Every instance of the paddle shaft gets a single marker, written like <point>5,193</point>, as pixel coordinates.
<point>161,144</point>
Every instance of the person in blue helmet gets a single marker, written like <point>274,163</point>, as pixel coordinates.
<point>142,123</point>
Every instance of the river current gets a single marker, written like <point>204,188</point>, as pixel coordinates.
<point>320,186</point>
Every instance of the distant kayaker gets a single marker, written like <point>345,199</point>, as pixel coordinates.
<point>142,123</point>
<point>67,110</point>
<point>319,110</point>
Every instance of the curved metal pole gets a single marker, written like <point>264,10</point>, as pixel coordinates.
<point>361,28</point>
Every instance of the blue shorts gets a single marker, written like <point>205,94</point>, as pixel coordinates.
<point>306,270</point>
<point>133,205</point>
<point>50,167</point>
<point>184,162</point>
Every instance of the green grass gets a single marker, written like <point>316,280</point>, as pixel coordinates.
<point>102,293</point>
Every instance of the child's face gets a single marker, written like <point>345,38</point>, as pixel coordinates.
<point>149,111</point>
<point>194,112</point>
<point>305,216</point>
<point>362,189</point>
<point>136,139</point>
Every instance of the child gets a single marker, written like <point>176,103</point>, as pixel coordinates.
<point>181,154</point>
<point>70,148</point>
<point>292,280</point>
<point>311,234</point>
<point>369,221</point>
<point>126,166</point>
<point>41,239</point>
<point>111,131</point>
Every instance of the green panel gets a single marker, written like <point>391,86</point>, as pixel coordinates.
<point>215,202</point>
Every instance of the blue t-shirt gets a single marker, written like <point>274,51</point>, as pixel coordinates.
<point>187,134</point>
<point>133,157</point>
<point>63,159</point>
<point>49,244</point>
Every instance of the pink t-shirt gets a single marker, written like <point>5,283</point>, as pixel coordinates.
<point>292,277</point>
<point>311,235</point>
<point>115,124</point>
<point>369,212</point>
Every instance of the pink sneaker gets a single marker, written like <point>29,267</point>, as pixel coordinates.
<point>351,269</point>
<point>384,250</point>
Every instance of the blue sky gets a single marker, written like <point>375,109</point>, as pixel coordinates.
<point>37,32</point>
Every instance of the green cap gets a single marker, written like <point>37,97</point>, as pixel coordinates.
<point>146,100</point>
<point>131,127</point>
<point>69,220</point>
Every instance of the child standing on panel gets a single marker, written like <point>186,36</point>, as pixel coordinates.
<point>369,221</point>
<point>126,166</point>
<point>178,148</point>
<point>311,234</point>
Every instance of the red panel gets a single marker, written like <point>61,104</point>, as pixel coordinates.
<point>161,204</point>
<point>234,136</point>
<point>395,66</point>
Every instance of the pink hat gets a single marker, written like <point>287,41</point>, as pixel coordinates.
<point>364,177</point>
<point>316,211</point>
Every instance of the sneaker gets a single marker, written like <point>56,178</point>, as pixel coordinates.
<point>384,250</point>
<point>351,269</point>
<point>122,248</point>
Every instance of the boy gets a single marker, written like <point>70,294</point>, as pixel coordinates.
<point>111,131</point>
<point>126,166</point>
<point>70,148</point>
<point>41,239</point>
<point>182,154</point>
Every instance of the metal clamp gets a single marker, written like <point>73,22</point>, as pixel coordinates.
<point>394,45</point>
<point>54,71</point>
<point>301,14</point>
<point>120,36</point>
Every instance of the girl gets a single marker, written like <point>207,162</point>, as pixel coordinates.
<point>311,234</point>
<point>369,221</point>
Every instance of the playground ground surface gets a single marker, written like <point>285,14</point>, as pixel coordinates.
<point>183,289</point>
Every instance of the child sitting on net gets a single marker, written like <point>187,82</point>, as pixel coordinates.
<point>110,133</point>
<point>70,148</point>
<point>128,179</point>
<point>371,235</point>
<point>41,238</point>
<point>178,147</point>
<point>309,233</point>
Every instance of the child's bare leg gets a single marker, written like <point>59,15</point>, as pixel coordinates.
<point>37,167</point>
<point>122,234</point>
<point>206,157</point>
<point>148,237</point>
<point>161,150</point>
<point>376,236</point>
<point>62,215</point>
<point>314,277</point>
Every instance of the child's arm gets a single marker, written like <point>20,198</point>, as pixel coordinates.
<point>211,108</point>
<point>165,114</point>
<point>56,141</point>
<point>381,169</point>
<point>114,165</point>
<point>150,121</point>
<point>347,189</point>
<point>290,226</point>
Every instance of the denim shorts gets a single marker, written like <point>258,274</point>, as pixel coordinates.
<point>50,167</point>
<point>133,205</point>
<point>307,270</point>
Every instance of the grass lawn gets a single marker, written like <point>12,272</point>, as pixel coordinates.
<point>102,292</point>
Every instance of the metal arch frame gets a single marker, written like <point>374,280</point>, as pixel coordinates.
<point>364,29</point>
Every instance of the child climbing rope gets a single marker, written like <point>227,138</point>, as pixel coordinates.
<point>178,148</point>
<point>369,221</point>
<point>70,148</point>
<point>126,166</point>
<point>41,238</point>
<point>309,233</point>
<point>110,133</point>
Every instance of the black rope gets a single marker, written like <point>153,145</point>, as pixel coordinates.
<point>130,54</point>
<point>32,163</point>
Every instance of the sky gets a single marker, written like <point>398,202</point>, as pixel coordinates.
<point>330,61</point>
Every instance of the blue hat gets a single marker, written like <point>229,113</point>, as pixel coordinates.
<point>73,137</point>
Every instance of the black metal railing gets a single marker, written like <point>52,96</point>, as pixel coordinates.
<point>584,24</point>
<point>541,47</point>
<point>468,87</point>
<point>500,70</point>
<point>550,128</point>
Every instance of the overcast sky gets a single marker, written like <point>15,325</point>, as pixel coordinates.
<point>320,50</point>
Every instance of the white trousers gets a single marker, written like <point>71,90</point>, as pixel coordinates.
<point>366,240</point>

* * * * * * * * *

#### WHAT YOU SHOULD DO:
Transcribe the listing above in full, word for word.

#### EXERCISE RESULT:
Every instance of the paddle shaft gets a single marker, written like <point>5,193</point>, as pixel coordinates.
<point>161,144</point>
Every instance of the person in blue helmet gets a single marker, written like <point>274,163</point>, as pixel coordinates.
<point>142,123</point>
Every instance of the river current gets a single marker, written like <point>204,188</point>, as pixel coordinates.
<point>320,186</point>
Every instance of the distant kayaker gets a single marker, written like <point>345,199</point>, as pixel coordinates.
<point>142,123</point>
<point>67,110</point>
<point>319,110</point>
Every instance of the curved metal pole gets a single marker, written like <point>264,10</point>, as pixel coordinates.
<point>361,28</point>
Every instance of the blue shorts gets a single marker, written like <point>205,94</point>, as pixel coordinates.
<point>306,270</point>
<point>133,205</point>
<point>50,167</point>
<point>184,162</point>
Every instance of the green grass gets a single marker, written like <point>316,280</point>, as pixel coordinates.
<point>102,293</point>
Every instance of the child's face gets a single marker, written like <point>345,38</point>, as pixel coordinates.
<point>149,111</point>
<point>194,112</point>
<point>305,216</point>
<point>362,189</point>
<point>136,139</point>
Every instance of the child gets a single marker, written like <point>176,103</point>, as pixel coordinates.
<point>181,154</point>
<point>70,148</point>
<point>292,280</point>
<point>311,234</point>
<point>369,221</point>
<point>126,166</point>
<point>41,239</point>
<point>111,131</point>
Every instance of the green panel gets a single marker, written like <point>391,86</point>, as pixel coordinates.
<point>215,202</point>
Every instance of the blue t-shirt gets a single marker, written like <point>274,51</point>, as pixel coordinates.
<point>187,134</point>
<point>133,157</point>
<point>63,159</point>
<point>49,244</point>
Every instance of the pink t-shirt gets a single marker, written like <point>5,283</point>, as pixel coordinates.
<point>292,277</point>
<point>311,235</point>
<point>115,124</point>
<point>369,212</point>
Every instance of the pink sneaker gets a single marker, written like <point>29,267</point>, as pixel coordinates.
<point>351,269</point>
<point>384,250</point>
Every instance of the blue sky gets a single marker, written like <point>375,109</point>, as pixel coordinates.
<point>37,32</point>
Every instance of the green cap gets a single marker, written like <point>37,97</point>, as pixel coordinates.
<point>146,100</point>
<point>131,127</point>
<point>69,220</point>
Every instance of the child standing on panel gets a single marker, written like <point>186,36</point>, as pixel coordinates.
<point>369,221</point>
<point>126,166</point>
<point>178,148</point>
<point>311,234</point>
Every instance of the red panel gets a single marker, written like <point>61,104</point>, as pixel coordinates.
<point>161,204</point>
<point>234,136</point>
<point>395,66</point>
Every instance of the pink hat gets a single marker, written like <point>287,41</point>, as pixel coordinates.
<point>364,177</point>
<point>316,211</point>
Every instance of the sneaker gets a single marker, written like <point>56,178</point>, as pixel coordinates.
<point>384,250</point>
<point>351,269</point>
<point>122,248</point>
Every instance of the boy gets a single marker, written like <point>70,294</point>, as pixel coordinates.
<point>111,131</point>
<point>126,166</point>
<point>70,148</point>
<point>41,239</point>
<point>182,154</point>
Every instance of the metal clamp gets a single marker, written like <point>73,22</point>, as pixel coordinates.
<point>394,45</point>
<point>54,71</point>
<point>301,14</point>
<point>120,36</point>
Every instance of the girl gets a single marker, written like <point>207,162</point>, as pixel coordinates.
<point>311,234</point>
<point>369,221</point>
Every instance of the playground ground surface gets a single marker, written like <point>285,14</point>, as pixel coordinates.
<point>183,289</point>
Every instance of the child sitting on net gets a single marker, written like <point>187,82</point>, as pixel coordinates.
<point>110,133</point>
<point>70,148</point>
<point>128,179</point>
<point>371,235</point>
<point>41,238</point>
<point>178,147</point>
<point>309,233</point>
Every instance of the child's bare leg gets a single marker, written like <point>59,15</point>, as pixel coordinates.
<point>37,167</point>
<point>122,234</point>
<point>206,157</point>
<point>148,237</point>
<point>161,150</point>
<point>376,236</point>
<point>62,215</point>
<point>314,277</point>
Every instance of the child's arm gets a single marker, written like <point>20,198</point>, as pixel coordinates.
<point>211,108</point>
<point>165,114</point>
<point>56,141</point>
<point>381,169</point>
<point>114,165</point>
<point>150,121</point>
<point>347,189</point>
<point>290,226</point>
Every instance of the denim shorts gets a single marker, written like <point>258,274</point>, as pixel coordinates.
<point>50,167</point>
<point>133,205</point>
<point>307,270</point>
Every instance of the grass lawn gets a single marker, written like <point>12,272</point>, as pixel coordinates.
<point>102,292</point>
Every instance of the metal arch frame gets a single marker, written like <point>374,280</point>, as pixel coordinates.
<point>364,29</point>
Every instance of the child climbing rope gets a single marker, written like <point>227,138</point>, as pixel coordinates.
<point>178,148</point>
<point>369,221</point>
<point>70,148</point>
<point>126,166</point>
<point>41,238</point>
<point>309,233</point>
<point>110,133</point>
Every instance of the black rope gets a single marker, written like <point>153,145</point>, as pixel coordinates.
<point>130,54</point>
<point>32,163</point>
Every instance of the sky gets a single marker, written like <point>398,202</point>, as pixel coordinates.
<point>330,61</point>
Every instance of the blue hat gets a single marker, written like <point>229,113</point>, as pixel coordinates.
<point>73,137</point>
Every instance of the black metal railing gets a single marker, written like <point>52,96</point>, as pixel coordinates.
<point>584,24</point>
<point>541,47</point>
<point>468,87</point>
<point>500,70</point>
<point>550,128</point>
Every instance of the overcast sky gets a single marker, written like <point>15,325</point>, as pixel coordinates.
<point>320,50</point>
Every instance of the white trousers gets a single marker, written like <point>71,90</point>, as pixel coordinates.
<point>366,240</point>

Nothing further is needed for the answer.